*** Opening Exercise text ***

- Born: 12th century Granada, Al-Andalus (modern-day Spain)
- Occupation: Poet
- Writing career
- Language: Arabic

= Nazhun al-Garnatiya bint al-Qulaiʽiya =

Al-Andalus poet

Nazhūn bint al-Qulāiya al-Gharnātiya (نزهون بنت القلاعي الغرناطية, 12th-century) was a Granadan Qiyan and poet, noted for her outrageous verse.

==Life==
Little is known about Nazhun's life. Medieval Arabic biographical dictionaries and accounts of her poetry are the main sources. Ibn al-Abbar has her as a (near-)contemporary of the twelfth-century Ḥamda bint Ziyād al-Muaddib. Anecdotes about Nazhun also feature Abu Bakr al-Amā al-Makhzumi as Nazhun's teacher of the arts of satire; he seems to have been alive in the twelfth century, at some point after 1145; indeed, Nazhun 'figures so prominently' in biographical entries about al-Makhzumi that 'his fame seems to be completely intertwined with hers'. She was supposedly the daughter of a qadi (judge).

==Work==

Although little of her work survives, Nazhun is, among medieval Andalusian women poets, probably second only to her contemporary Hafsa Bint al-Hajj al-Rukuniyya in the quantity of her work preserved: classical sources attribute to her twenty-one lines of verse from seven poems. In addition, the later Ùddat al-jalīs by Àlī ibn Bishrī attributes to her a muwashshaḥa of twenty-five lines, giving her the distinction of being the only female poet in the collection. She usually appears getting the better of male poets and aristocrats around her with her witty invective. In Marla Segol's words, "as a rule, Nazhun represents her body in ways that disrupt conventional strategies for control of women’s speech and sexuality, and protests the merchandising of women’s bodies." The study of her work has been hampered by scholars either not comprehending, or choosing not to expound on, its obscenity and double entendres.

*** Closing Exercise text ***
*** Opening Material provided ***

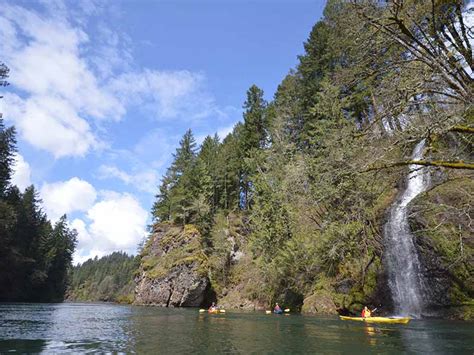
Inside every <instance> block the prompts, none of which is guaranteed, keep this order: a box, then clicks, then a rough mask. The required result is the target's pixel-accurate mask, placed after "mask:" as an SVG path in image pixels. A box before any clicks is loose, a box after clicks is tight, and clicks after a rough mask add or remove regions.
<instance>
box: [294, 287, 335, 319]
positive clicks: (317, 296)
mask: <svg viewBox="0 0 474 355" xmlns="http://www.w3.org/2000/svg"><path fill="white" fill-rule="evenodd" d="M301 312H303V313H310V314H337V313H338V312H337V309H336V305H335V304H334V301H333V299H332V297H331V295H330V294H328V293H325V292H316V293H315V294H313V295H311V296H309V297H307V298H305V299H304V301H303V307H302V308H301Z"/></svg>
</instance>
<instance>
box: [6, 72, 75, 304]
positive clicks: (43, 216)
mask: <svg viewBox="0 0 474 355" xmlns="http://www.w3.org/2000/svg"><path fill="white" fill-rule="evenodd" d="M7 77H8V68H7V67H6V66H5V65H4V64H0V86H6V85H7V84H8V83H7V82H6V79H7ZM15 135H16V134H15V129H14V127H8V128H7V127H5V125H4V123H3V119H2V118H1V116H0V301H2V302H5V301H34V302H38V301H39V302H57V301H62V300H63V299H64V295H65V292H66V288H67V282H68V271H69V268H70V267H71V263H72V254H73V253H74V248H75V246H76V239H77V233H76V231H75V230H71V229H70V228H69V226H68V223H67V220H66V216H63V217H61V218H60V219H59V220H58V221H57V222H56V223H54V224H52V223H51V222H50V221H49V220H48V217H47V216H46V214H45V213H44V212H43V210H42V209H41V200H40V198H39V195H38V192H37V191H36V189H35V187H34V186H30V187H28V188H26V189H25V191H24V192H21V191H20V190H19V189H18V187H16V186H12V185H11V183H10V181H11V177H12V172H13V168H14V164H15V159H14V154H15V151H16V138H15Z"/></svg>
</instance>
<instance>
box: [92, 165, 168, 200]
mask: <svg viewBox="0 0 474 355" xmlns="http://www.w3.org/2000/svg"><path fill="white" fill-rule="evenodd" d="M98 177H99V178H100V179H110V178H116V179H119V180H121V181H122V182H124V183H125V184H127V185H132V186H134V187H135V188H136V189H137V190H140V191H144V192H149V193H156V191H157V186H158V180H159V176H158V173H157V172H156V171H155V170H152V169H145V170H141V171H137V172H134V173H132V174H129V173H126V172H125V171H123V170H121V169H119V168H117V167H116V166H113V165H101V166H100V167H99V176H98Z"/></svg>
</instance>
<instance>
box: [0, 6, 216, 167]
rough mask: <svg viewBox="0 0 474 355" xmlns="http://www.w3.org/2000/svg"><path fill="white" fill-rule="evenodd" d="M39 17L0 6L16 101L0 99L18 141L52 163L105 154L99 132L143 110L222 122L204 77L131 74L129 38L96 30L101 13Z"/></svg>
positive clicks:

*** Closing Material provided ***

> _Activity list_
1. Answer these questions about the Nazhun al-Garnatiya bint al-Qulaiʽiya text:
(a) Who do anecdotes name as Nazhun's teacher of the arts of satire?
(b) How many lines of verse, from how many poems, do classical sources attribute to her?
(c) In what language did she write?
2. Select every line of the records that contains the string "positive".

> _Solutions to each task_
1.
(a) Abu Bakr al-Amā al-Makhzumi
(b) Twenty-one lines from seven poems
(c) Arabic

2.
positive clicks: (317, 296)
positive clicks: (43, 216)
positive clicks:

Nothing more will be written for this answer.